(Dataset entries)
★ ★ ★ ★ ★ ★ ★

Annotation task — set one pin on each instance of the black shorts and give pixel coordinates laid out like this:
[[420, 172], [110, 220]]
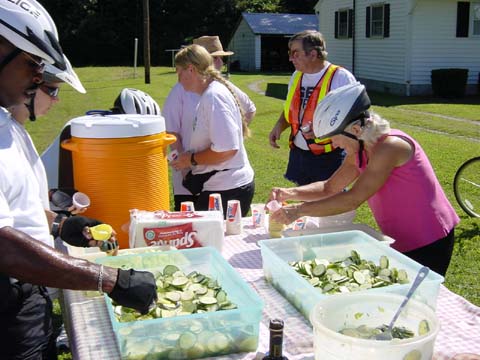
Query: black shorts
[[304, 167], [436, 255], [26, 330]]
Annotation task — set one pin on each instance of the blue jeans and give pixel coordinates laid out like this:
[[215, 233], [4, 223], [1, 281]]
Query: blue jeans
[[304, 167]]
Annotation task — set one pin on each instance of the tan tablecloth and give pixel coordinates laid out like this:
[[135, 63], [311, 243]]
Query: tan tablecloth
[[91, 335]]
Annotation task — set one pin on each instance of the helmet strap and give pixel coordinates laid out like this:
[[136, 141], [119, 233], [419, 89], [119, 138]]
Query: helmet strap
[[31, 108], [7, 59], [360, 142]]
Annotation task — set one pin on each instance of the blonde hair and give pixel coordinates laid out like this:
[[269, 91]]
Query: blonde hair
[[202, 61], [374, 128]]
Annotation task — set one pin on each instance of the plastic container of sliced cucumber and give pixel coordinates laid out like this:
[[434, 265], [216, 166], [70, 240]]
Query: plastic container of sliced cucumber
[[189, 334], [338, 312], [305, 291]]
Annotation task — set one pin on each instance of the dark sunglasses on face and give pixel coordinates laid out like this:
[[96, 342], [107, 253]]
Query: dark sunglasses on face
[[50, 90]]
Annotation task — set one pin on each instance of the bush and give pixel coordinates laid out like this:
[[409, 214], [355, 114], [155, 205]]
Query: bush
[[449, 82]]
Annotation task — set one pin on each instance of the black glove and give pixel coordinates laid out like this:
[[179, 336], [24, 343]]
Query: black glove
[[135, 289], [72, 230]]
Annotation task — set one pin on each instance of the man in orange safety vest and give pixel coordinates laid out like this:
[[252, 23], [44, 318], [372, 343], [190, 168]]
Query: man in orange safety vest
[[310, 159]]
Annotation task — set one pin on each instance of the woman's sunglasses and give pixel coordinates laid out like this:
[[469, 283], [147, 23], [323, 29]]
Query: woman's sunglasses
[[50, 90]]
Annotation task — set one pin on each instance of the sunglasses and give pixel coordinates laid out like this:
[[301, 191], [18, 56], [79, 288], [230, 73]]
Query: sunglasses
[[50, 90], [38, 65]]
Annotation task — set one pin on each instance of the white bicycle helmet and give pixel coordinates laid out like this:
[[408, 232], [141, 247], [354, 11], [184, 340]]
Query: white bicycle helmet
[[133, 101], [28, 26], [339, 108], [54, 74]]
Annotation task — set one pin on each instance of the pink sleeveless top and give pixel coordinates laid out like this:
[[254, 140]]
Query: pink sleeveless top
[[411, 206]]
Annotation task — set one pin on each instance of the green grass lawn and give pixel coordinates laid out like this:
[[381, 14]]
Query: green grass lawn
[[447, 142]]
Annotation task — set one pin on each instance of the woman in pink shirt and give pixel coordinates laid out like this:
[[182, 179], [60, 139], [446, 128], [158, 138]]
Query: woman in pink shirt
[[389, 169]]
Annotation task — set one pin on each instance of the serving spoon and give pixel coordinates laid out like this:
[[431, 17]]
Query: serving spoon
[[421, 275]]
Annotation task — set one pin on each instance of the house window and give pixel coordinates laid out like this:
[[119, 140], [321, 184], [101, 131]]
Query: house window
[[378, 21], [376, 24], [343, 24], [476, 18]]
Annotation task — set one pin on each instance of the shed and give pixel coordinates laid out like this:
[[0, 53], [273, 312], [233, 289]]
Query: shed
[[260, 40], [392, 46]]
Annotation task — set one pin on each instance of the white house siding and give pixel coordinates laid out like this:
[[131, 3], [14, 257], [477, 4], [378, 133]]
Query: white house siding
[[243, 45], [379, 62], [436, 46], [382, 59], [339, 50]]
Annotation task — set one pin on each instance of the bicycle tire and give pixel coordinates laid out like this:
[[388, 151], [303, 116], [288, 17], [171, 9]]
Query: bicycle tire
[[466, 186]]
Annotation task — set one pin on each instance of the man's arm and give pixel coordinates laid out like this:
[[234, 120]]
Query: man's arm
[[29, 260], [277, 130]]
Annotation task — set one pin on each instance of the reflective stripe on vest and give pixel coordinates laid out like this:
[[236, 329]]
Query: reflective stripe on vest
[[292, 108]]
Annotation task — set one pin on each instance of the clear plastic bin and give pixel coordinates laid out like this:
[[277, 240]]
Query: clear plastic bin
[[215, 333], [276, 253]]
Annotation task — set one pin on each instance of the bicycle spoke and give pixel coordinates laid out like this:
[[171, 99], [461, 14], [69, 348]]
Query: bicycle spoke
[[467, 187]]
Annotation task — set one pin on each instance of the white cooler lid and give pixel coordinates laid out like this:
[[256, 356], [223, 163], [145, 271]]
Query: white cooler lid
[[116, 126]]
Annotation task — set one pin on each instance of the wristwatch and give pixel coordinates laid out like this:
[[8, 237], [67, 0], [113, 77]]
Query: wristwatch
[[56, 225], [192, 160]]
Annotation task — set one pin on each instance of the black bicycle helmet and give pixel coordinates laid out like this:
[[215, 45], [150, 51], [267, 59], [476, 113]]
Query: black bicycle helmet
[[133, 101]]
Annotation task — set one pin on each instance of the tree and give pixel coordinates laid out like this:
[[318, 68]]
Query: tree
[[259, 6], [102, 32]]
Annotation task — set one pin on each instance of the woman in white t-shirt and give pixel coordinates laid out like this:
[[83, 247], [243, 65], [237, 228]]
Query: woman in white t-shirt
[[217, 152]]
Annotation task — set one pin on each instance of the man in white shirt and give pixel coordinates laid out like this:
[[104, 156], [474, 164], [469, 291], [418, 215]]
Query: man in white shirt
[[28, 39], [180, 108], [310, 159]]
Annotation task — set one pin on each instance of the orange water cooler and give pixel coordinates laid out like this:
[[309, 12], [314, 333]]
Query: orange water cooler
[[120, 162]]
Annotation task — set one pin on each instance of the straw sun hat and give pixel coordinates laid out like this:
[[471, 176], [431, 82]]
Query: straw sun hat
[[213, 45]]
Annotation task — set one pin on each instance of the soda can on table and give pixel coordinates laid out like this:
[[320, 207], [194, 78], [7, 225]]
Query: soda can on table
[[258, 215], [187, 206], [234, 218], [215, 202]]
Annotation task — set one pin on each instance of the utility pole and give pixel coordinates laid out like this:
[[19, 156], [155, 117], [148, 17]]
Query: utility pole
[[146, 39]]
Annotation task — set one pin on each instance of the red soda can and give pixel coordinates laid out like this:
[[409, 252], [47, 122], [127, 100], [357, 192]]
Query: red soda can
[[234, 217], [215, 203], [187, 206]]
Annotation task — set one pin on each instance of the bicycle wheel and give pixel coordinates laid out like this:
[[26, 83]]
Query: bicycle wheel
[[466, 186]]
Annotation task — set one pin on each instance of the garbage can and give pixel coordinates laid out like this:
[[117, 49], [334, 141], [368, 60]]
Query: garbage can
[[120, 162]]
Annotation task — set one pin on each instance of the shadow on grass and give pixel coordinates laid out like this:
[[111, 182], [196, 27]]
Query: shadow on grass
[[465, 234], [387, 100]]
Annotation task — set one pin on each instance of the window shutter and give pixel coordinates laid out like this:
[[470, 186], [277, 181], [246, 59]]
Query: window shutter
[[350, 23], [336, 24], [386, 20], [367, 23], [463, 18]]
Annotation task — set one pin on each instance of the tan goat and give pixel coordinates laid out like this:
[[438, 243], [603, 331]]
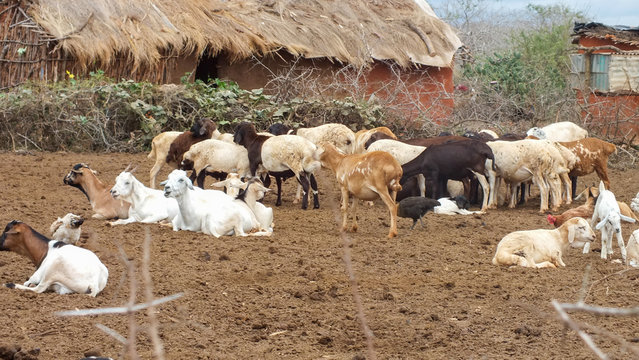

★ ★ ★ ★ ★ ★ ★

-- Problem details --
Restating the data word for word is the task, and pictures are to be omitted.

-- Your solution --
Annotation task — set one pin on each instance of the black shorts and give pixel coordinates laid out like this:
[[420, 172], [110, 220]]
Query: black shorts
[[304, 167], [436, 255], [26, 330]]
Annotation task — set one pin on each instance of the blue jeans and give pixel coordinates laid out like this:
[[215, 233], [4, 223], [1, 281]]
Query: blue jeans
[[304, 167]]
Annotation task — set one pin on each instance of the tan tablecloth and give pixel coordinates laid out like this:
[[135, 63], [311, 243]]
Query: tan tablecloth
[[91, 335]]
Annotation task — set one pin on each instance of the helmet strap and give pixel coordinates laid out like this:
[[136, 141], [119, 233], [419, 89], [119, 138]]
Query: helmet strap
[[31, 108], [7, 59], [360, 142]]
Annotation task — set one pin on each instance of the blonde hair and give pixel coordinates laid out like this:
[[269, 91]]
Query: blonde hair
[[202, 61], [374, 128]]
Annotation task — set one pin on each instance of the plastic container of sliced cucumber and give pixel coordinates laid out like this:
[[434, 265], [216, 166], [70, 240]]
Query: plastic container of sliced cucumber
[[189, 334], [338, 312], [305, 291]]
Annotation task — set one pin on each instance of the dark sunglasses on face and give pixel coordinates laid out like this:
[[96, 342], [107, 253]]
Query: dark sunglasses on face
[[50, 90]]
Annotation task — set one pin on each instance of the bush and give pixel coordinates laid out like this:
[[409, 214], [355, 114], [155, 205]]
Query: bush
[[449, 82]]
Annotation task — set one pin on each instance of the black glove and give pixel coordinates laid out like this:
[[179, 336], [24, 343]]
Query: black glove
[[135, 289], [72, 230]]
Annotation task — set one pin on each instance of the man in orange safety vest and give pixel coordinates laid out like this:
[[252, 23], [44, 318], [372, 343], [190, 168]]
Query: man in orange safety vest
[[310, 159]]
Annotation task — set one pin on each instance of the woman's sunglasses and give pixel coordinates laid out like this:
[[469, 283], [147, 23], [323, 29]]
Query: woman's sunglasses
[[50, 90]]
Annotation task — set one pin on each instance of the sunglasses and give pixel coordinates laid out like this:
[[301, 191], [18, 56], [79, 288], [230, 73]]
Query: sunglasses
[[50, 90], [38, 65]]
Annotation task — set one pin on each instance of the white bicycle helmet and give pixel coordinates laid out like this:
[[408, 232], [141, 247], [354, 11], [184, 340]]
Query: white bicycle helmet
[[133, 101], [28, 26], [339, 108], [54, 74]]
Annotation task — set one pin on each instance of the pink sleeveless top and give pixel coordinates laid out like this:
[[254, 140]]
Query: pink sleeveless top
[[411, 206]]
Annotation task — set one pin on each instance of the green grass lawn and give pixel coordinates laid out like this:
[[381, 14]]
Query: green grass lawn
[[447, 142]]
Annotation task — set one pin on each instance of the woman in pink shirt and give pixel coordinates laid out like this:
[[182, 179], [60, 139], [446, 128], [158, 138]]
Query: woman in pink shirt
[[389, 169]]
Annotation task — set one pin on each instance of the serving spoon and give pixel coordinates laid out like this:
[[431, 17]]
Query: serving spoon
[[421, 275]]
Annotation task — set one pin on each instance of the house window and give pixel coordinates laid out like this:
[[119, 140], [321, 184], [101, 131]]
Query: house window
[[378, 21], [376, 24], [343, 24], [476, 18]]
Annotation task — set one pin on each instance of the shed and give pixel coordinates laid out like this:
[[0, 53], [273, 312], [233, 289]]
Query: shed
[[260, 40], [392, 46]]
Annotation task — set one pin on each instance of the white house siding and give pixel coordinates laid out like this:
[[131, 3], [14, 257], [477, 4], [378, 133]]
Query: white house siding
[[243, 45], [379, 62], [436, 46], [382, 59], [339, 50]]
Annotation task — set one pin on each instance of the bicycle tire and give pixel coordinates laid out like this:
[[388, 151], [303, 116], [288, 17], [171, 9]]
Query: bicycle tire
[[466, 186]]
Annotation task — set one pin on each instance of the man's arm and give pixel coordinates laid out like this:
[[234, 120]]
Query: man's arm
[[29, 260], [277, 130]]
Annotation task — set one pin on each instance of the reflective stripe on vest and give pixel coordinates laid out like this:
[[236, 329]]
Query: reflective stripe on vest
[[292, 108]]
Annotation task — set one pin on each instance of the clear plastic bin and give pixel coordinates laid out like this:
[[277, 240]]
Query: clear plastic bin
[[215, 333], [276, 253]]
Annotation task — set one pin on each instance of the bicycle spoke and give pixel coordinates laid out like this:
[[171, 99], [461, 14], [69, 348]]
Query: bicycle spoke
[[467, 187]]
Annotation task — set one pin on each instance of the white cooler lid and give pixel coordinates laid out like this:
[[256, 356], [223, 163], [145, 271]]
Query: white cooler lid
[[116, 126]]
Annotation task — set one pin on each instance of the wristwatch and give pixel coordinates laid out like this:
[[8, 237], [67, 0], [113, 77]]
Query: wristwatch
[[56, 225], [192, 160]]
Annotation task — set one pin on each instance of the black bicycle helmet and give pixel coordinates laid out like this:
[[215, 45], [150, 51], [267, 59], [476, 113]]
Query: black bicycle helmet
[[133, 101]]
Annotation task — set one pin on each instance of the tree and give pixel coordinates laid out like this:
[[318, 68]]
Query: tree
[[259, 6], [102, 32]]
Annotation task — set one pin on each instance of the woman in white t-shirt and give pixel coordinates laid out like this:
[[83, 247], [243, 65], [237, 228]]
Query: woman in white t-shirt
[[217, 152]]
Annotation task — set one pin on each instance of the man in white shirt and give pixel coordinates laid out like this:
[[104, 156], [474, 164], [469, 291], [418, 215]]
Query: man in white shirt
[[28, 39], [180, 108], [310, 159]]
Annotation task — set one pin on each instance of the orange water cooler and give pixel coordinates laid out like this:
[[309, 12], [314, 333]]
Query: orange water cooler
[[120, 162]]
Annotation task — set one pin on each instance of the straw sun hat and give pixel coordinates laid out like this:
[[471, 176], [431, 82]]
Query: straw sun hat
[[213, 45]]
Annotation task — set one pin on each instance of the soda can on table and give pixel coordinates laid out like this:
[[320, 207], [194, 78], [7, 225]]
Query: soda can on table
[[258, 215], [187, 206], [234, 218], [215, 202]]
Annotation task — set one pin on each instance of the utility pole and give pixel coordinates laid out like this:
[[19, 156], [155, 117], [148, 17]]
Query: utility pole
[[146, 39]]
Annotation task — set one pin on each instance of the red soda can and give pixel coordinates laid out like this:
[[409, 252], [47, 122], [127, 100], [357, 192]]
Query: red soda can
[[234, 217], [215, 203], [187, 206]]
Annotation task — set one pin on each instance of the bicycle wheel and give pixel coordinates laid out like this:
[[26, 83]]
Query: bicycle wheel
[[466, 186]]
Annotation task — set one pin on each instance of the garbage can and give pixel coordinates laid out like this:
[[117, 49], [334, 141], [368, 60]]
Query: garbage can
[[120, 162]]
Annotation task — set one pin on each instance of the shadow on grass and give pixel coordinates laid out like this:
[[111, 182], [196, 27]]
Query: shadow on grass
[[465, 234], [387, 100]]
Annotation task — set one pin on each instance of the window shutter and give pixel coordinates laid out like this:
[[470, 186], [277, 181], [246, 59]]
Query: window shutter
[[350, 23], [336, 24], [386, 20], [367, 23], [463, 18]]
Annotation task — set one pin on each instance of the tan goat and give pixel coordinates laid out like this:
[[438, 243], [603, 331]]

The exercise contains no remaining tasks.